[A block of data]
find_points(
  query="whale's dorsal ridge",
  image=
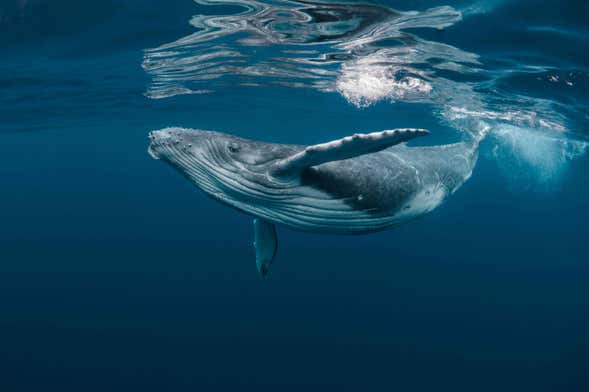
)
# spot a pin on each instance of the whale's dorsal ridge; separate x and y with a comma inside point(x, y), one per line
point(345, 148)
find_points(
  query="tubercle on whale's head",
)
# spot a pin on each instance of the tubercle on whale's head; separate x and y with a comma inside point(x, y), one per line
point(227, 150)
point(227, 167)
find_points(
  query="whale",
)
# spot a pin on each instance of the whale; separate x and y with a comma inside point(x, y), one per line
point(362, 183)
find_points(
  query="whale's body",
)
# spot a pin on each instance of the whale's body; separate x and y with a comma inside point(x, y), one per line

**TASK TO CARRY OUT**: Copy out the records above with every "spot a pin" changed to "place a marker" and everything else left as it is, omitting the pictures.

**RESULT FOR THIS EXERCISE**:
find_points(
  query="whale's dorsal ridge",
  image=
)
# place a marker on each instance of the whale's dorsal ridge; separate x and y with a comma inside point(x, y), one per line
point(345, 148)
find_points(
  query="tubercle on whale's head",
)
# place a marker on each instance of the tubercle on whale's head; separate x and y with a comma inside point(x, y), one per line
point(227, 150)
point(227, 167)
find_points(
  query="whale",
)
# place a marker on each instance of the whale; separate x and y with a comma inside point(x, y), one per line
point(362, 183)
find_points(
  query="whale's body",
)
# place a marker on each instance of the whale's body; separate x and y with a comma inside point(x, y), one per line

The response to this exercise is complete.